> _Task requirements_
Edit the lines below so that every "Positions" becomes "Coordinates", keeping everything else the same.

> _Provided entries_
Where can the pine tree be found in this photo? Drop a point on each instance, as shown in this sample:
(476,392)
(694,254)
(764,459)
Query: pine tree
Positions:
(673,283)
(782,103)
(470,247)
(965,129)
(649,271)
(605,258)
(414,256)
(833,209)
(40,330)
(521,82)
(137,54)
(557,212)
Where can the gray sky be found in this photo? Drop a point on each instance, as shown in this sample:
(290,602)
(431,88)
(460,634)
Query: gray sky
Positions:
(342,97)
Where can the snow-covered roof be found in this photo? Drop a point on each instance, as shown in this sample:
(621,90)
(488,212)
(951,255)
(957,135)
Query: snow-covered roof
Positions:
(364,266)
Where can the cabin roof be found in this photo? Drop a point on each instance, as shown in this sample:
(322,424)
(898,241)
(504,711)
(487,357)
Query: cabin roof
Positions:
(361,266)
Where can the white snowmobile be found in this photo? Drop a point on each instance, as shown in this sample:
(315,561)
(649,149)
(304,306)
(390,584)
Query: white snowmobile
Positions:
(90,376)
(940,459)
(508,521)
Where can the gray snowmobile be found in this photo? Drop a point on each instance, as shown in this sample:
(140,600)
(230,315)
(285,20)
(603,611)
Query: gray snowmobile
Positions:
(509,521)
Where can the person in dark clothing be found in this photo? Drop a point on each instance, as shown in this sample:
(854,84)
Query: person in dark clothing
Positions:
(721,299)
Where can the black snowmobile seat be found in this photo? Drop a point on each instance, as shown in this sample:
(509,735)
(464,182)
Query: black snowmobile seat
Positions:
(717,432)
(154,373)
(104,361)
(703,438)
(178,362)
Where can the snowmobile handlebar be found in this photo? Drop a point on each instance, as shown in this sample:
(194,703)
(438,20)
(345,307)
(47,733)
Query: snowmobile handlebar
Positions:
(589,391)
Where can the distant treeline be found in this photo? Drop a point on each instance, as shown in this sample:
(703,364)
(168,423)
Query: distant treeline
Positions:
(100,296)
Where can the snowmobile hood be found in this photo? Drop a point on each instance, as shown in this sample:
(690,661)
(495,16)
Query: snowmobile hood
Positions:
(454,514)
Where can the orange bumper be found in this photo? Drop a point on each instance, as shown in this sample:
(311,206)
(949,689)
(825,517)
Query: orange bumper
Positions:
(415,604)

> _Task result_
Where can the pine tree be found in this photo? Drop a point on each instance, as shown in this sample:
(476,392)
(694,254)
(764,459)
Query: pine tree
Coordinates:
(673,283)
(782,103)
(470,247)
(965,129)
(649,271)
(605,258)
(414,256)
(833,209)
(40,330)
(521,82)
(137,54)
(557,212)
Where can the gray sky be found in this photo? Drop a point on each instance, as shown in this sample:
(290,602)
(431,88)
(460,634)
Query: gray sky
Coordinates:
(342,97)
Where can the snow-covered roof be found in this photo? Drop a point on each instance, as shown in this sample:
(621,90)
(488,212)
(951,255)
(957,135)
Query: snow-covered roof
Coordinates:
(364,266)
Where can the cabin roof be found in this photo? Drop a point on each instance, as shown in this sample:
(322,424)
(898,241)
(504,711)
(487,357)
Query: cabin roof
Coordinates:
(361,266)
Where can the white snowmobile be found in this photo? Drop a point on each instance, as shown in this sample:
(315,561)
(649,149)
(304,306)
(390,584)
Query: white snowmobile
Coordinates:
(90,376)
(940,459)
(508,521)
Where can the gray snowmobile be found in this photo? Drop a point on each instance, as shown in this sample:
(140,600)
(230,315)
(285,20)
(603,611)
Query: gray snowmobile
Coordinates:
(509,521)
Where can the person in dark clothing be found in this photo? Drop a point on each instance, as shown in this sample:
(854,84)
Query: person in dark clothing
Coordinates:
(721,299)
Where can the black snowmobile seat be found in this photo? Drop a point on each instance, as shown in this sample:
(509,735)
(464,182)
Query: black snowmobile seat
Coordinates:
(717,432)
(154,373)
(104,361)
(703,438)
(178,362)
Where can the snowmobile handlebar be found in this photo? Drop a point on each instance, as shown in this sample:
(194,703)
(438,20)
(345,307)
(47,733)
Query: snowmobile handlebar
Coordinates:
(589,391)
Where can the distant treeline be found in this photo? Drop a point on each instance, as shown in this sample:
(703,364)
(168,423)
Query: distant treeline
Coordinates:
(100,296)
Where can the snowmobile hood be found in this photo? Drop a point on each instance, as shown in this sample:
(690,661)
(495,16)
Query: snowmobile hood
Coordinates:
(454,514)
Where can the orange bumper be found in this photo? Drop a point on each instance, as shown in this sample:
(311,206)
(949,689)
(825,517)
Query: orange bumper
Coordinates:
(415,604)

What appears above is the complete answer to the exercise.